■ TASK DESCRIPTION ■
Pick out and copy each line of the records containing the string "surface". Treat uppercase and lowercase as different.

■ ■ ■ ■ ■ ■ ■

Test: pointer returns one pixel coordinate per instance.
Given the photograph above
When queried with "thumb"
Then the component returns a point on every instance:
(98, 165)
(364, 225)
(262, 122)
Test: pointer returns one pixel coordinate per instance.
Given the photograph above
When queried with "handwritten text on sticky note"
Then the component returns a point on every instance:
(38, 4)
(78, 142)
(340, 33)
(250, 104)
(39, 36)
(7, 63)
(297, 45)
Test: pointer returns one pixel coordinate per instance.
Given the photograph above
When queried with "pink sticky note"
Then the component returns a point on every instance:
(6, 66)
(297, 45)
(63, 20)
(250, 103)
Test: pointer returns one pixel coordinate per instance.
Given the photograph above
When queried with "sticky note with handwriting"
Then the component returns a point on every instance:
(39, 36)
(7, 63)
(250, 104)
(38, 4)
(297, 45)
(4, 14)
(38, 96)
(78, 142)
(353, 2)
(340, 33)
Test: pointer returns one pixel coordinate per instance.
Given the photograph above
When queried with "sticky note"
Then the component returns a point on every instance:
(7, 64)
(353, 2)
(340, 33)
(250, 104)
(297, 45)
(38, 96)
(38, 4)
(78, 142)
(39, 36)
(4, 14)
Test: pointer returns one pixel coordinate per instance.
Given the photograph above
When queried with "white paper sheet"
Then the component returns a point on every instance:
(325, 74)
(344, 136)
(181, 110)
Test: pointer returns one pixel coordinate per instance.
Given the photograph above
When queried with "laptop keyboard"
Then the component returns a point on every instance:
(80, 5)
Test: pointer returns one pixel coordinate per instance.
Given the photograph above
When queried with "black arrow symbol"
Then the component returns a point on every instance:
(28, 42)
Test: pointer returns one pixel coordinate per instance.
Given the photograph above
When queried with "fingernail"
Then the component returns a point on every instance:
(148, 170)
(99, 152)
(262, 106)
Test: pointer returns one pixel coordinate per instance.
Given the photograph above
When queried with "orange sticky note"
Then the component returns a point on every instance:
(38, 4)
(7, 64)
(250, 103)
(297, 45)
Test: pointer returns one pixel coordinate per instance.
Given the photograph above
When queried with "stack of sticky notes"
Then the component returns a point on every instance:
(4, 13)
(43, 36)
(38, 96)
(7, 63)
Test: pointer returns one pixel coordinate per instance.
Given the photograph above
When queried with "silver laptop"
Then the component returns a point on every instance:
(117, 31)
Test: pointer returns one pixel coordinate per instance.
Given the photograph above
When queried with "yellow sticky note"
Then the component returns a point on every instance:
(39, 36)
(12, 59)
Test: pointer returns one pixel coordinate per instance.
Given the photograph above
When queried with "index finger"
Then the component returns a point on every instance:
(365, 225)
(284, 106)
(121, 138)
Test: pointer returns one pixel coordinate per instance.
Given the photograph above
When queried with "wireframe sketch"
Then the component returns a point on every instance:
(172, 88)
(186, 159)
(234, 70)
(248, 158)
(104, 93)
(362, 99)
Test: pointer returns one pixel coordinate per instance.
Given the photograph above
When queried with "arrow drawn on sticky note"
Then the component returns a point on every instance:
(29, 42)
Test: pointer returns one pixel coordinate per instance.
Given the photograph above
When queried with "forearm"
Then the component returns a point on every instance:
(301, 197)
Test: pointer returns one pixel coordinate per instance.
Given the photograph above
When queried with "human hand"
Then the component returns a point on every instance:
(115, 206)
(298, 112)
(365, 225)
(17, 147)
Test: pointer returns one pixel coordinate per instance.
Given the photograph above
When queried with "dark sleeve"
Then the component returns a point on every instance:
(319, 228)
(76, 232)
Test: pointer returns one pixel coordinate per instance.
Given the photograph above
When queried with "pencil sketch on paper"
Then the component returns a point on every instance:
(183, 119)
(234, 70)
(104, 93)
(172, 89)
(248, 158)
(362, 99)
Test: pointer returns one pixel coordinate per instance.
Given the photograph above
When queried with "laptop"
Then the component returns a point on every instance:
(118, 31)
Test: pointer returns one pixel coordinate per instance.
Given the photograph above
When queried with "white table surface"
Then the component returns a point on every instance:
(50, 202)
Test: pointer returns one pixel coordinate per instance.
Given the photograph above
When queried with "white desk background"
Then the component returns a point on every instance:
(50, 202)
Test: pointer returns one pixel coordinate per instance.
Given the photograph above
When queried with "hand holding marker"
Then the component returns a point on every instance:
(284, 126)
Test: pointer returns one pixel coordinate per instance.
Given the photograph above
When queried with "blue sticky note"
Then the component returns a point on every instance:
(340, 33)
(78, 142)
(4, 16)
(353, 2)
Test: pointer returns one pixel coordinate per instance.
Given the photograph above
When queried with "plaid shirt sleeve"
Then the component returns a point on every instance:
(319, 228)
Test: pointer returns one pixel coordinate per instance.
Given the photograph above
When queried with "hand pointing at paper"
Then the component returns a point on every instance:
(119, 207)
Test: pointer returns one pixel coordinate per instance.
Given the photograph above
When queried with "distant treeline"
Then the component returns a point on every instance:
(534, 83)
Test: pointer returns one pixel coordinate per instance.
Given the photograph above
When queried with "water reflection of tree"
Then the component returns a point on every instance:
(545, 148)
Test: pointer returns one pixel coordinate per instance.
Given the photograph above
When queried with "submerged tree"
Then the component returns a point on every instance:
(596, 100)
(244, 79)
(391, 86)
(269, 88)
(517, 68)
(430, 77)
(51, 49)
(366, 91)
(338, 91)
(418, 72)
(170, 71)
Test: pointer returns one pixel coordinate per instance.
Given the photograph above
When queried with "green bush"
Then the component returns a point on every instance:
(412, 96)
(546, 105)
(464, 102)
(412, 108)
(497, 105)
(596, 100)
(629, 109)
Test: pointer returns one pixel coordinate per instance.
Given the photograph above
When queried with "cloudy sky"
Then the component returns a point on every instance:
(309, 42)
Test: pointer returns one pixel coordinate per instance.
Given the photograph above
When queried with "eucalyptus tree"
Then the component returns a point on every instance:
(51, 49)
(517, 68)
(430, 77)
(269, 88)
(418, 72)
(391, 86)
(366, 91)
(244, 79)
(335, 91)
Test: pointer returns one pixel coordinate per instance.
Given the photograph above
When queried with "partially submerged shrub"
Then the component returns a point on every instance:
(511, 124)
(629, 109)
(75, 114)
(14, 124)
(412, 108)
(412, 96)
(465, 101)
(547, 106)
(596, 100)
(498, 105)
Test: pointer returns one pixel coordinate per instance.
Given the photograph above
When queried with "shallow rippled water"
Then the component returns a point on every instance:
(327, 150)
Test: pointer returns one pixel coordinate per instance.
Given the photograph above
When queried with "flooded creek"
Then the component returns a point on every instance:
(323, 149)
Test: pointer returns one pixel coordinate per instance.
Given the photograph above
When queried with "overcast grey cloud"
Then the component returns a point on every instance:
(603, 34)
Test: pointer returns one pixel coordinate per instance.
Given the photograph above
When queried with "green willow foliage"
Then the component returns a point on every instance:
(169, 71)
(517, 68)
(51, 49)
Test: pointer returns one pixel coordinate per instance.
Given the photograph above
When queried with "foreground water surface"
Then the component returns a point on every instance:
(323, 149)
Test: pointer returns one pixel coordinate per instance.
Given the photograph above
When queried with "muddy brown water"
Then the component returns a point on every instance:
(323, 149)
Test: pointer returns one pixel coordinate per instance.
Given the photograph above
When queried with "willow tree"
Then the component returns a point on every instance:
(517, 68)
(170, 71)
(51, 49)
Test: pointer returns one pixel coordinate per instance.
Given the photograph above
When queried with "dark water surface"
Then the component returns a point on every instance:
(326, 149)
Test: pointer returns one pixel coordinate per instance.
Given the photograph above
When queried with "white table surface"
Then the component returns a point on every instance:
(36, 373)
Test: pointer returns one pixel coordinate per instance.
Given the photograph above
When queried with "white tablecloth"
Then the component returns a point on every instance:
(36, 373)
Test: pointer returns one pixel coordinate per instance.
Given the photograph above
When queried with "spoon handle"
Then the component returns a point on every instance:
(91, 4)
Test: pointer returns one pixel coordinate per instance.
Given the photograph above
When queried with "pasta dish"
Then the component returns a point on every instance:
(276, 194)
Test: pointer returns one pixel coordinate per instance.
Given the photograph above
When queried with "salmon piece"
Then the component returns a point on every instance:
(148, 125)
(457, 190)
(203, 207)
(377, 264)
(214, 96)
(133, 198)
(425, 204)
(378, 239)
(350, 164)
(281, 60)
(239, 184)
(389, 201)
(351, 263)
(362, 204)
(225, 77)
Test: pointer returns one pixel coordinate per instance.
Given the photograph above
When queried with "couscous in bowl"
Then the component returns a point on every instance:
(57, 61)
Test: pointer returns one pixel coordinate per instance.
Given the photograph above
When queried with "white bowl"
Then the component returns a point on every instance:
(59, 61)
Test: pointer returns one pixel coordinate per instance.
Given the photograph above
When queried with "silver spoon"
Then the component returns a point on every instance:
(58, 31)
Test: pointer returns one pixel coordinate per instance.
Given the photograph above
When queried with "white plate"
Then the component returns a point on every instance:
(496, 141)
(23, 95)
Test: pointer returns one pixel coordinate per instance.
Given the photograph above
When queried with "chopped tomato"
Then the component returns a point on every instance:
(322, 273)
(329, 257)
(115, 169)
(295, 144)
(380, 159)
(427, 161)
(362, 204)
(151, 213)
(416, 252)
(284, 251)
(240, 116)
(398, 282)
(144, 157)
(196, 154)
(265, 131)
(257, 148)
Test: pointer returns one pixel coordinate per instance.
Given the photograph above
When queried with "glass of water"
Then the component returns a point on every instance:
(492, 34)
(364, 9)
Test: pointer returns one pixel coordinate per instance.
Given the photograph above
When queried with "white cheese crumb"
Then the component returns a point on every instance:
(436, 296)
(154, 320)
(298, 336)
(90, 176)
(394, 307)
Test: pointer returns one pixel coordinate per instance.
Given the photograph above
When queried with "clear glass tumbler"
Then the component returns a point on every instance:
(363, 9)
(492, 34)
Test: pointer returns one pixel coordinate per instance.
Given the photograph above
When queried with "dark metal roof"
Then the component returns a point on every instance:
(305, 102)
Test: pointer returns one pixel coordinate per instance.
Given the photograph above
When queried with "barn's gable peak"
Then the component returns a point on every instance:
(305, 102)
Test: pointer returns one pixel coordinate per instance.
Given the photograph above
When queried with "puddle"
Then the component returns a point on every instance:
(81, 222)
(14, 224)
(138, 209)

■ ■ ■ ■ ■ ■ ■

■ FINISHED EXERCISE ■
When queried with "white table surface"
When queried with "foreground water surface"
When queried with "dark water surface"
When queried with "white table surface"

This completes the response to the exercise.